Content starts
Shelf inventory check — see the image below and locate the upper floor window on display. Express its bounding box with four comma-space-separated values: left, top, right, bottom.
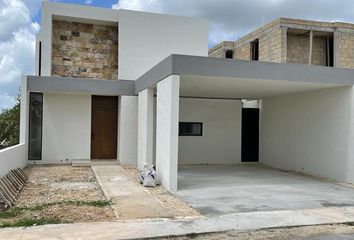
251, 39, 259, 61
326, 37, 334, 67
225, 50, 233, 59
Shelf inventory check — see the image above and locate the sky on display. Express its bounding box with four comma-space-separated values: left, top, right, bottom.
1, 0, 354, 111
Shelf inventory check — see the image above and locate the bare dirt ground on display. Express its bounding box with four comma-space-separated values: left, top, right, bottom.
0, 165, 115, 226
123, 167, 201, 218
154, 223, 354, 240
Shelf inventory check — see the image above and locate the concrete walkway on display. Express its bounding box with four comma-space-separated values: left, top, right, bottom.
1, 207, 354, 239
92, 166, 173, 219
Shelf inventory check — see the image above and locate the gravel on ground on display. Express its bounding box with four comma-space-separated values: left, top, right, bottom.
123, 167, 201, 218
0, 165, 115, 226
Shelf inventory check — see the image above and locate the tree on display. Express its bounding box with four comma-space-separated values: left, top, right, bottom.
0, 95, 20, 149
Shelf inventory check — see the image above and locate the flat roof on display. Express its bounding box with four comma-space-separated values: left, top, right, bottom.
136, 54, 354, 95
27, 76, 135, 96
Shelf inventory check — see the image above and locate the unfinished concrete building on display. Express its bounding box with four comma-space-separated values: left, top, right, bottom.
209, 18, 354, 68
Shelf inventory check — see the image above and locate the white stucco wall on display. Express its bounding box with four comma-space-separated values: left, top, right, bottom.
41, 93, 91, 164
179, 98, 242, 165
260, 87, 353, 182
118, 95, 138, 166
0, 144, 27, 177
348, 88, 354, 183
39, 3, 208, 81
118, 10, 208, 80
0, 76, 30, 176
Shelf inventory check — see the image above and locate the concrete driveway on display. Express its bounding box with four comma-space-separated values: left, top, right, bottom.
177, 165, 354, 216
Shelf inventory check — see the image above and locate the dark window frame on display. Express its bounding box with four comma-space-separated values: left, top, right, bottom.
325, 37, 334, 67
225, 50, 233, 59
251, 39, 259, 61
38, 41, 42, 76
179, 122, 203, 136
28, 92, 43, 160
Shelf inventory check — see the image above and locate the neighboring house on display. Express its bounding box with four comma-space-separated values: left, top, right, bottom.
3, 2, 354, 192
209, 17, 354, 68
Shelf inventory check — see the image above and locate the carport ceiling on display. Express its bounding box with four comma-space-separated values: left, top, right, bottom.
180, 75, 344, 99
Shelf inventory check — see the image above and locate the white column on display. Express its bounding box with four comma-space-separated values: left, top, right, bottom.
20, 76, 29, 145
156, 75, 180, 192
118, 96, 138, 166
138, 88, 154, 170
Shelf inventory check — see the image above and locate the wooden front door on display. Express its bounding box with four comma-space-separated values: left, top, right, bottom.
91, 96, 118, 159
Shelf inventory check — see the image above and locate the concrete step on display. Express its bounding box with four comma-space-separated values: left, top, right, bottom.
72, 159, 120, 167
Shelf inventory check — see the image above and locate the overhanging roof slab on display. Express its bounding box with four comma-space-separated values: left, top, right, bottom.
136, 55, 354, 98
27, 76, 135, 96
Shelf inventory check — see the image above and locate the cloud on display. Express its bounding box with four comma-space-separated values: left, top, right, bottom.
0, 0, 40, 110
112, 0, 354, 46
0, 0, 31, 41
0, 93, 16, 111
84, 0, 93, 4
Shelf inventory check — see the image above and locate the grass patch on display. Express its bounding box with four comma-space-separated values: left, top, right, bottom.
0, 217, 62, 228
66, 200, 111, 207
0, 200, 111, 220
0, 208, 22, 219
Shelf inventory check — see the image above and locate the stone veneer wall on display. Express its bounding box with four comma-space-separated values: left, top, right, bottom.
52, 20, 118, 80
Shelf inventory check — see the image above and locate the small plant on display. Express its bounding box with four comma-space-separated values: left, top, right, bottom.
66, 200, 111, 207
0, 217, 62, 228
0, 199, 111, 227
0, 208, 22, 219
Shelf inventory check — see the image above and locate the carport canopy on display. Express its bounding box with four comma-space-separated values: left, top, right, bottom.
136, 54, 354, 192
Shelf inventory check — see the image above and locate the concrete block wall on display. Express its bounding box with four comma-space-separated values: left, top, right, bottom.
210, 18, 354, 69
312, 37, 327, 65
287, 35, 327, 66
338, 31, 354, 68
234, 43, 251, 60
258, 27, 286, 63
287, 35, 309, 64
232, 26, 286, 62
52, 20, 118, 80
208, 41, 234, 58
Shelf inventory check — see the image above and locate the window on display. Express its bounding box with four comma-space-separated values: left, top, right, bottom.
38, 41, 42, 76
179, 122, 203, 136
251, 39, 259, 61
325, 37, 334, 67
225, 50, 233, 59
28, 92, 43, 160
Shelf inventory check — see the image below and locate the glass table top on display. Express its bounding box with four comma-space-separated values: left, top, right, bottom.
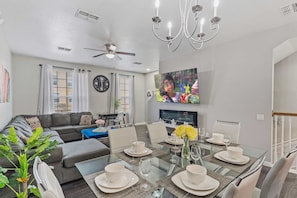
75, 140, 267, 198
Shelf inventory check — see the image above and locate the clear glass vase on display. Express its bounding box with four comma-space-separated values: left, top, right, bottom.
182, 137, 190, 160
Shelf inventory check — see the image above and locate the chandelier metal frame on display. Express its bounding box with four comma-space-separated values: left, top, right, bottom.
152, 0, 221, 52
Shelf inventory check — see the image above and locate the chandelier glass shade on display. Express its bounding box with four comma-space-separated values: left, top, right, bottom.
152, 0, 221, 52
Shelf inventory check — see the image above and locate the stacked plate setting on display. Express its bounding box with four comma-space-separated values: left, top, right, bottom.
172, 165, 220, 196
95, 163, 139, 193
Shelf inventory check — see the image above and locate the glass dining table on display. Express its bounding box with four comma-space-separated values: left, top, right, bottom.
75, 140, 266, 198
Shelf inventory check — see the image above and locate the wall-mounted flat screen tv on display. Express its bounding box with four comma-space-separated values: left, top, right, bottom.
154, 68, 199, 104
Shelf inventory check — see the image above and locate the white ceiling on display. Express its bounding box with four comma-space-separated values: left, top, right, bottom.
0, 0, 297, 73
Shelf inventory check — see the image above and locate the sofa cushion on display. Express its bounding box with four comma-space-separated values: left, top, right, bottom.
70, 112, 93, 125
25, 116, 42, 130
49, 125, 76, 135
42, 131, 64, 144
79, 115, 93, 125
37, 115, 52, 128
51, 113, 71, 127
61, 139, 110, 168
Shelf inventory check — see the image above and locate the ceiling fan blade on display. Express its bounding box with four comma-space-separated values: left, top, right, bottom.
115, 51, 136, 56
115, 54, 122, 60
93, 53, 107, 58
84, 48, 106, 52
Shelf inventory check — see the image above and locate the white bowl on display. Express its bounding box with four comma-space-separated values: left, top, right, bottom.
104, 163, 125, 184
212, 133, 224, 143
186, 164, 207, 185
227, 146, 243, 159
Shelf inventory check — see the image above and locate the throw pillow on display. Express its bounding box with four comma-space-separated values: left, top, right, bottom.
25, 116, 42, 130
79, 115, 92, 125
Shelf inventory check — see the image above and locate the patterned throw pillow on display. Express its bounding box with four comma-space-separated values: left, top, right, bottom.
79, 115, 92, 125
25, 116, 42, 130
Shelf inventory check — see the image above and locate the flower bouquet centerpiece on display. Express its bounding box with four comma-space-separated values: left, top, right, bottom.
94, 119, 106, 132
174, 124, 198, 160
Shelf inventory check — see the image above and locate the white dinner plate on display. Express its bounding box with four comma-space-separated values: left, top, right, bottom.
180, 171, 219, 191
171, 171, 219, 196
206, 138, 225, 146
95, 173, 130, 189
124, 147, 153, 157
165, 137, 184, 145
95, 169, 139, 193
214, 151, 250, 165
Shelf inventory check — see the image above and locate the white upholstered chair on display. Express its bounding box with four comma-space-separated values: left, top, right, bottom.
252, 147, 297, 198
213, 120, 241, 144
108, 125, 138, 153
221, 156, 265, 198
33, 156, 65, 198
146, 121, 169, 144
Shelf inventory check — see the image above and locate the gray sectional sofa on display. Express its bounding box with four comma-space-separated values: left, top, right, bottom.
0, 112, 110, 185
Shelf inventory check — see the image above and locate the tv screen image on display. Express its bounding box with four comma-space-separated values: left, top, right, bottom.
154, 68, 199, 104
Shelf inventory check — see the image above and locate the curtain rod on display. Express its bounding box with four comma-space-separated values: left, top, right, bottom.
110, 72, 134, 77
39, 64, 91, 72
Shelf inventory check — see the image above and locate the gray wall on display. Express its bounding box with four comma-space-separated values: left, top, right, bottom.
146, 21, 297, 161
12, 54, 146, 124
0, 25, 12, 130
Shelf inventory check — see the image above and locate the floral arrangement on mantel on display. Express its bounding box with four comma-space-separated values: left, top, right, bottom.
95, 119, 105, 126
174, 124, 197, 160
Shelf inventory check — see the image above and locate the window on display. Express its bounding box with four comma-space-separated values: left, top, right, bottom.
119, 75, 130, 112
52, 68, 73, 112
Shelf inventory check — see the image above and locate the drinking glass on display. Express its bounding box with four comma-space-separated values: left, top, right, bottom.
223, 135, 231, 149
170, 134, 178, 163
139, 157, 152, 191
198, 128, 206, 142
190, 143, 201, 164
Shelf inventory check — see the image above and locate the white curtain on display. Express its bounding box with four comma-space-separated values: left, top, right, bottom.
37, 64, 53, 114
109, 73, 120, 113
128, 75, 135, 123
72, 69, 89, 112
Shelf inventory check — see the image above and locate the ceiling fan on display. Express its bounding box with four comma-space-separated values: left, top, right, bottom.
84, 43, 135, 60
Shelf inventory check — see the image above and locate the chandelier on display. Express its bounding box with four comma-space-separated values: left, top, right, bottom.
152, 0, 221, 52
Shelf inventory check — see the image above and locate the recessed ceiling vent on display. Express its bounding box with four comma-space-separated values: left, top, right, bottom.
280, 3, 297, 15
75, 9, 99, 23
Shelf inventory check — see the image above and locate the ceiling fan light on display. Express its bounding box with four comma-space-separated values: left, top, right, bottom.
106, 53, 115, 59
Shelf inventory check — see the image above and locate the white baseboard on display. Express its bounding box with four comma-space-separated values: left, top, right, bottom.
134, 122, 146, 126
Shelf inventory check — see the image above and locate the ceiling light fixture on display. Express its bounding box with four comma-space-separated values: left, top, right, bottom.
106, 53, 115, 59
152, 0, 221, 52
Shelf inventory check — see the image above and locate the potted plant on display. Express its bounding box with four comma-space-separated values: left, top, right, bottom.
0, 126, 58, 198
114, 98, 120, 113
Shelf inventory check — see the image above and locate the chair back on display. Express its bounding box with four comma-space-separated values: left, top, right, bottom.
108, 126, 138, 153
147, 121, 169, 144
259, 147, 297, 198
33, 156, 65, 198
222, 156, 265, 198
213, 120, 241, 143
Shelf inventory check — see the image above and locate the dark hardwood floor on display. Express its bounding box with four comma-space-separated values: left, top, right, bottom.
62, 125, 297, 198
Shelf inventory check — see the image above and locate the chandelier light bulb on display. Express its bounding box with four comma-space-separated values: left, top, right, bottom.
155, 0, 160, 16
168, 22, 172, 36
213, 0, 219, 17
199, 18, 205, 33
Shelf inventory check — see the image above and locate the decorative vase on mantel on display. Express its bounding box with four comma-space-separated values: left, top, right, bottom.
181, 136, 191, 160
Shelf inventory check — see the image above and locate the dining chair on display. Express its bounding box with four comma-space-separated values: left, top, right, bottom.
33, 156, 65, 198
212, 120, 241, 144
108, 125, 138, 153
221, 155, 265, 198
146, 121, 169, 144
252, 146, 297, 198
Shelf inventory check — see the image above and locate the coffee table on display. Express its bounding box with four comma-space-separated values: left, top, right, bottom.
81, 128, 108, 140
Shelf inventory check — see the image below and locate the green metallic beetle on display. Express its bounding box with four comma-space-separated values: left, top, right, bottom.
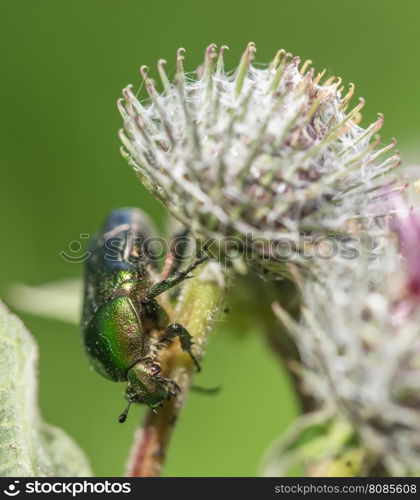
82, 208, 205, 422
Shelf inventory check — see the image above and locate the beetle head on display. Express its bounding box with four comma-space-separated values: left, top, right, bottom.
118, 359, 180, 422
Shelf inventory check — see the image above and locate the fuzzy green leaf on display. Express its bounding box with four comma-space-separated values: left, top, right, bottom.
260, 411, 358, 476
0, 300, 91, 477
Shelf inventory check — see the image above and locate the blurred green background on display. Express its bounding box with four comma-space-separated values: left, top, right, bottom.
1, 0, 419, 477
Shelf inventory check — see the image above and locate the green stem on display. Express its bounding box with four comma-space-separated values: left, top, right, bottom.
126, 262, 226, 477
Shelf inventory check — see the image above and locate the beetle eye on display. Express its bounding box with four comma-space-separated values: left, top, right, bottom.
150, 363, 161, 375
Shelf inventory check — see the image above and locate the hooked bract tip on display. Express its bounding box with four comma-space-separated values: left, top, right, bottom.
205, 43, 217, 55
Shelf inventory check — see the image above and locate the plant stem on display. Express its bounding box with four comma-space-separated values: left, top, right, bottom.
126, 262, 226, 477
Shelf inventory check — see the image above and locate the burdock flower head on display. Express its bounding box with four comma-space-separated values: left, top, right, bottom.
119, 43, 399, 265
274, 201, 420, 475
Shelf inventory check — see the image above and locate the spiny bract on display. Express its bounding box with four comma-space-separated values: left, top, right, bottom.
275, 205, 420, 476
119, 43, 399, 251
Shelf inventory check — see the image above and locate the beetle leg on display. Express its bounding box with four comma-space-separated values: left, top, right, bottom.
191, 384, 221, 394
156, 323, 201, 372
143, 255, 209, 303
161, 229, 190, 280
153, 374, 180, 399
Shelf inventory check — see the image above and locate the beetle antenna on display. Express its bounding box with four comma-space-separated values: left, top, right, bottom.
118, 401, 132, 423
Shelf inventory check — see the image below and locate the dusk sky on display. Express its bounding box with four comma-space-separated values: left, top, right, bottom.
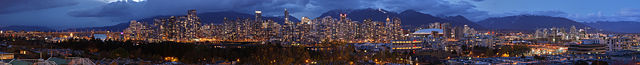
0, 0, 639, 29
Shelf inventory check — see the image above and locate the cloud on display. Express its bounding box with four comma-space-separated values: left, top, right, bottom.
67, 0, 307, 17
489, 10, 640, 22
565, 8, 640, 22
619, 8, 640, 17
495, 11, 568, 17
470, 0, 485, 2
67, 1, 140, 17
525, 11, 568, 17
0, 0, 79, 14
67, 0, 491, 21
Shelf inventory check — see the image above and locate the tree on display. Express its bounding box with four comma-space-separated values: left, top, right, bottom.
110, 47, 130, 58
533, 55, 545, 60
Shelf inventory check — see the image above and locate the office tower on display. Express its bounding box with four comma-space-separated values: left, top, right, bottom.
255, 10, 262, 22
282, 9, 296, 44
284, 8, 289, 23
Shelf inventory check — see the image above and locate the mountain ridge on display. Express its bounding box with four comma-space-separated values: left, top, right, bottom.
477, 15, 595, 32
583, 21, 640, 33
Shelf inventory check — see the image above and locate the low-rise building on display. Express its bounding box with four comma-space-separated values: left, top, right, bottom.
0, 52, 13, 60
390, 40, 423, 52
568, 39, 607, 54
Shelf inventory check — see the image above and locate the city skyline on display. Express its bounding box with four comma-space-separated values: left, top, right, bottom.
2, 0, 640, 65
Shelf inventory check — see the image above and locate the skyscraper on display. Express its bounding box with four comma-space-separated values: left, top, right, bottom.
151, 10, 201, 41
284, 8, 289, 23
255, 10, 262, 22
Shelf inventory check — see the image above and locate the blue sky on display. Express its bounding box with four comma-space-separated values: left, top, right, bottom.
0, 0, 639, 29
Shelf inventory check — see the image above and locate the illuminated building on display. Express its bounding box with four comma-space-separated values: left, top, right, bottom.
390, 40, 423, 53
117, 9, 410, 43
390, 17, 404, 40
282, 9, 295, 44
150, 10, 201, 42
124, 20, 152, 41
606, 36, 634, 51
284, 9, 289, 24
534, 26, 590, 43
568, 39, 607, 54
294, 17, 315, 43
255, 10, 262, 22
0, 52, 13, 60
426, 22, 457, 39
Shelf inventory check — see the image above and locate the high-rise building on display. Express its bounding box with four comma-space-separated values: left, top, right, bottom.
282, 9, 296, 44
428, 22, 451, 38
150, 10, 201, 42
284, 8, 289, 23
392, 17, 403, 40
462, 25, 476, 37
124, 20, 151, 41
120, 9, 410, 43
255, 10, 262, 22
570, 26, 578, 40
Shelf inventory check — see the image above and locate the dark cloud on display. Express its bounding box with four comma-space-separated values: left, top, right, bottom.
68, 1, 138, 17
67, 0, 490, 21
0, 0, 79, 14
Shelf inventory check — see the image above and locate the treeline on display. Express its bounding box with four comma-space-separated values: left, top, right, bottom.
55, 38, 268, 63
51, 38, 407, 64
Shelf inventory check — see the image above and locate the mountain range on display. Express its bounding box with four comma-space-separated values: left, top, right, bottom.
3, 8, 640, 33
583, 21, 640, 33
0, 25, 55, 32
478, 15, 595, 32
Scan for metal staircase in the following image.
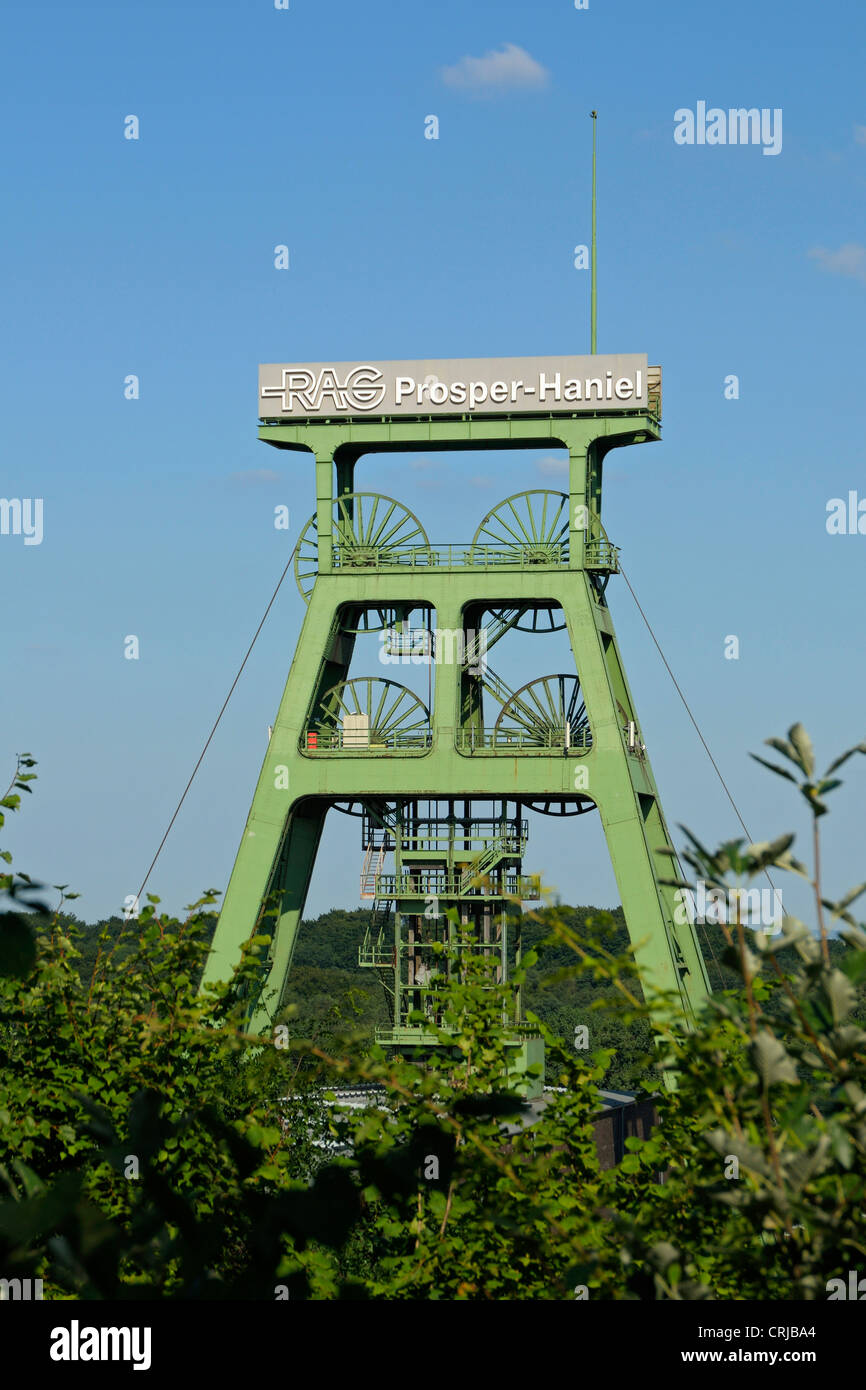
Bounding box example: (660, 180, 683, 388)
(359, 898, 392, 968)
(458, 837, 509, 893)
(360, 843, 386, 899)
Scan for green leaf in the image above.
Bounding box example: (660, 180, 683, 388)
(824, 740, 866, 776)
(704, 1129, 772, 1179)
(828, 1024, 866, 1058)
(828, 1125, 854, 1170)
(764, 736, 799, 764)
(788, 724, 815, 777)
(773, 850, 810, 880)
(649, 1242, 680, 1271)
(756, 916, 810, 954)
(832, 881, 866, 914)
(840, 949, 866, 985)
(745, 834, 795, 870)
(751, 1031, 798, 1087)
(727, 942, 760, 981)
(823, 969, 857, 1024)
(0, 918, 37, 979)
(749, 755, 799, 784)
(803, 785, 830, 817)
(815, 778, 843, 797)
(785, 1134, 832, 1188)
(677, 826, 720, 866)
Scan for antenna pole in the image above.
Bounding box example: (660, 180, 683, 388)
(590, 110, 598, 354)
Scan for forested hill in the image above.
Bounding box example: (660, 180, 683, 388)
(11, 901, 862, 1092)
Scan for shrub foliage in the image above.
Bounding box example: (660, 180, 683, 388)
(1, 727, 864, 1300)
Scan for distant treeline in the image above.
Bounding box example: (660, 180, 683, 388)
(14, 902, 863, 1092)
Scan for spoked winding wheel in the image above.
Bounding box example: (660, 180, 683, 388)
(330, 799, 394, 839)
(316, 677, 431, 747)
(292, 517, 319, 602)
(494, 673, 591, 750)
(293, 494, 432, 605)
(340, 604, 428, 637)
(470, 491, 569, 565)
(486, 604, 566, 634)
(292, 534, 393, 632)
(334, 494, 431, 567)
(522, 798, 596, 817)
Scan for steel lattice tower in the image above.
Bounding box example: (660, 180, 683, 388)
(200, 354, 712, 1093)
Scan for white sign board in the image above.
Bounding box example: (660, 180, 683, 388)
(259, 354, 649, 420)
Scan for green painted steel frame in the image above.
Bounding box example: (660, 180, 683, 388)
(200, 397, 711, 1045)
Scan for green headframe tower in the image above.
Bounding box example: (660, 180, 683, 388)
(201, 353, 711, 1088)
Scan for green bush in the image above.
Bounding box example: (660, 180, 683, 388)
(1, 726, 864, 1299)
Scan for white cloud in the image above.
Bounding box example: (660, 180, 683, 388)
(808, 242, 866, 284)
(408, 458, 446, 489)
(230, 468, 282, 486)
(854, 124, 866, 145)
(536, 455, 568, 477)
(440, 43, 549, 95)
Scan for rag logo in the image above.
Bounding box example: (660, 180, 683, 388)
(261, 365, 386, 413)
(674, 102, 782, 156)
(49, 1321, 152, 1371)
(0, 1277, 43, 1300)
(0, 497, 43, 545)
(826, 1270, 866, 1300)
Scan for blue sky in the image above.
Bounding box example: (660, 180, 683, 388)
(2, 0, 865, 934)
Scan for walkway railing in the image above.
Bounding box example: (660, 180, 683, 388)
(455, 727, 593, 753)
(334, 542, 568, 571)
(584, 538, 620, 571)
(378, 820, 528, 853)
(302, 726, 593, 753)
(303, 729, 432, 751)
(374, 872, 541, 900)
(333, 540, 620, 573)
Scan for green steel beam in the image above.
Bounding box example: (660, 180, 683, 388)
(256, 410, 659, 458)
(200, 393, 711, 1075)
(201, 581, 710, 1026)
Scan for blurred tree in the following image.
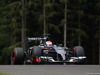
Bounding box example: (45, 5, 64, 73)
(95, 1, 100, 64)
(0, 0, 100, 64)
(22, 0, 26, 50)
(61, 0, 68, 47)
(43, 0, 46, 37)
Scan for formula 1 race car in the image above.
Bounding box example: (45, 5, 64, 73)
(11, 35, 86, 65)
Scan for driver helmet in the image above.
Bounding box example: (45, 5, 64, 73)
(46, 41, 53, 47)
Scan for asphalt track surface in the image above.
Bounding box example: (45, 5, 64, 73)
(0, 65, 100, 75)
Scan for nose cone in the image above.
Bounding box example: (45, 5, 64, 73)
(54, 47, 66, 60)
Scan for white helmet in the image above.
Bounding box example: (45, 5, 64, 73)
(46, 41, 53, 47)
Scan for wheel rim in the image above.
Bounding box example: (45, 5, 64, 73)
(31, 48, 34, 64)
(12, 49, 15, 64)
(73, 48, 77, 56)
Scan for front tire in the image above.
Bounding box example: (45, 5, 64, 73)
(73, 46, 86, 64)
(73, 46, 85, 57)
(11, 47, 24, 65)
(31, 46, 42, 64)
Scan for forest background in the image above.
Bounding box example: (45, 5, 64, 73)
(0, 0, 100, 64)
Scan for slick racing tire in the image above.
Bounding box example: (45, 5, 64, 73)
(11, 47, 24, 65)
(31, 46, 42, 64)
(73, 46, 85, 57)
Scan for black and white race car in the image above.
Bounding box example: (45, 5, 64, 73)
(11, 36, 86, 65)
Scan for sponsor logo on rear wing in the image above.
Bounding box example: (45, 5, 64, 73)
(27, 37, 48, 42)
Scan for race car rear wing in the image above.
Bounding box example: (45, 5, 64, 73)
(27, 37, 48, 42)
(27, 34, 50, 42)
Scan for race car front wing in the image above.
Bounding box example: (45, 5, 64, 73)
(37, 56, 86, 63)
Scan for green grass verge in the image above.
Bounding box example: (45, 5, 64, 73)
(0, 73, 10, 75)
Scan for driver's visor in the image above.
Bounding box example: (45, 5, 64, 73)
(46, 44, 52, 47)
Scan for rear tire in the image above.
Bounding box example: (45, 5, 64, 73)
Content ends
▶ _What the task asks_
Please give only the number of lines in the listing that hold the word "wheel".

▶ _Task response_
2